_STATED PROBLEM:_
Pull from the listing each line that contains the string "target". Treat uppercase and lowercase as different.
★ ★ ★
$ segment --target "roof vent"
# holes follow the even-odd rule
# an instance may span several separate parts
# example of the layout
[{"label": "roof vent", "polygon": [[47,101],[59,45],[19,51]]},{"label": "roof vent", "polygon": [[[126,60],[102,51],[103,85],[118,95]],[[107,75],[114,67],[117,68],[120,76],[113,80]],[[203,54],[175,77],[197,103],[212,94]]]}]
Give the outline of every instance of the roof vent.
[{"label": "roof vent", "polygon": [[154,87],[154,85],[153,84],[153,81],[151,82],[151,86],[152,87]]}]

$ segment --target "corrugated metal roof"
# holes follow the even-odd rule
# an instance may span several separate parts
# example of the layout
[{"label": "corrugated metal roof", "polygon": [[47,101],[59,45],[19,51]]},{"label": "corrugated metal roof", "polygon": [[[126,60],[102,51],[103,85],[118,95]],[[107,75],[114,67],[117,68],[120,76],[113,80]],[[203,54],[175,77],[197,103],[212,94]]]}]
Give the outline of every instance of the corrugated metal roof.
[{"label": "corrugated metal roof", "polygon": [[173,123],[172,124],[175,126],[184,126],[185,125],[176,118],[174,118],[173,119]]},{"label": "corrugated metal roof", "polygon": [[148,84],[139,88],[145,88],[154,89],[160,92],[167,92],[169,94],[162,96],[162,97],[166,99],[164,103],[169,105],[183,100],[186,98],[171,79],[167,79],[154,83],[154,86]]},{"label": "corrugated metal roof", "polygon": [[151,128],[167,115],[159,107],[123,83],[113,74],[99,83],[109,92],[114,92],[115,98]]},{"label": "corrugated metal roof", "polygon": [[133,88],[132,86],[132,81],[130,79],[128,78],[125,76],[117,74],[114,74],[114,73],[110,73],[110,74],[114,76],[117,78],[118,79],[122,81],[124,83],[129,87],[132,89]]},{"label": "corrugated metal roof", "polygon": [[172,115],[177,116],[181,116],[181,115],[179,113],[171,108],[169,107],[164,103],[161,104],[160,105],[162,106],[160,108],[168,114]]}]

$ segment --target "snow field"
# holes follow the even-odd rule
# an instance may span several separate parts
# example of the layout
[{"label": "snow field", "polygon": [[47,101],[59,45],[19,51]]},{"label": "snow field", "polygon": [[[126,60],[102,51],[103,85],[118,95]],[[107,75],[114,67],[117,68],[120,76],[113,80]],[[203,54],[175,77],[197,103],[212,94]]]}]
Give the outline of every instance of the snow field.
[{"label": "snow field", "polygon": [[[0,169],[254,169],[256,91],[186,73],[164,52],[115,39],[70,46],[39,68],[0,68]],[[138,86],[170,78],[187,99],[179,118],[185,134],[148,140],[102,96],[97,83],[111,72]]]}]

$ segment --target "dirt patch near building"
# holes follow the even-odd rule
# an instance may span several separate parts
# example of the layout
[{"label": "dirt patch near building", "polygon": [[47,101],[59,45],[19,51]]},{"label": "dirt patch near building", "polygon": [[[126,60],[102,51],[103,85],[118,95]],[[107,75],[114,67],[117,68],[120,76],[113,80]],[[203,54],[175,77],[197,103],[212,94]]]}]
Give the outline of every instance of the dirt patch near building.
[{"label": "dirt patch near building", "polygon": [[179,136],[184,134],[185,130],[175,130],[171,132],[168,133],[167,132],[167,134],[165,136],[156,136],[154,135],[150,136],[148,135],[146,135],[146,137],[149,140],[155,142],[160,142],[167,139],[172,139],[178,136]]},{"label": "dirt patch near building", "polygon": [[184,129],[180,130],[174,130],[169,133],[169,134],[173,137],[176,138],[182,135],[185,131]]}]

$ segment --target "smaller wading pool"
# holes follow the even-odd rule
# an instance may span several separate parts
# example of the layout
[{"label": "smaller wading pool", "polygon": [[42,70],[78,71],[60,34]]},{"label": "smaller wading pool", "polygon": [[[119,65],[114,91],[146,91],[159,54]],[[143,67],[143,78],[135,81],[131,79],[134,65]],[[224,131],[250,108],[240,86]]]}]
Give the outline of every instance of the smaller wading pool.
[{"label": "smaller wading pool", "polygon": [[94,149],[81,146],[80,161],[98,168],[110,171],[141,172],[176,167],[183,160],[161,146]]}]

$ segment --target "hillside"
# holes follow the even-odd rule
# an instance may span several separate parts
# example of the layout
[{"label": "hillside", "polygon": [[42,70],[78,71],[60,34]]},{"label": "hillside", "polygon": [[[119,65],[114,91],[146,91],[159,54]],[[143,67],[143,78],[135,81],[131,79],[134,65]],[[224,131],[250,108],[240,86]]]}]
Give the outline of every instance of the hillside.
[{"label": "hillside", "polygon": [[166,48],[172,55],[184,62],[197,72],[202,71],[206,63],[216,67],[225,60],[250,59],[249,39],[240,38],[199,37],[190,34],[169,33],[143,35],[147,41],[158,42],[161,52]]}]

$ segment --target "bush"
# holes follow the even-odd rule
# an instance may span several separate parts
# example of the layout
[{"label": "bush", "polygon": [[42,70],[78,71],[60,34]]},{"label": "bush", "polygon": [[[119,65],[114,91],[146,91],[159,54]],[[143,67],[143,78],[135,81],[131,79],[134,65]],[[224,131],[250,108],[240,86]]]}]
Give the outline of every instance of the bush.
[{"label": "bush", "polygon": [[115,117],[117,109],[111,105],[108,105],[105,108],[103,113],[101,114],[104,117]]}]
★ ★ ★
_COMPLETED TASK:_
$ segment --target "roof vent"
$ segment --target "corrugated metal roof"
$ segment --target "snow field"
$ segment --target "dirt patch near building"
$ segment --target "smaller wading pool"
$ segment --target "hillside"
$ segment --target "bush"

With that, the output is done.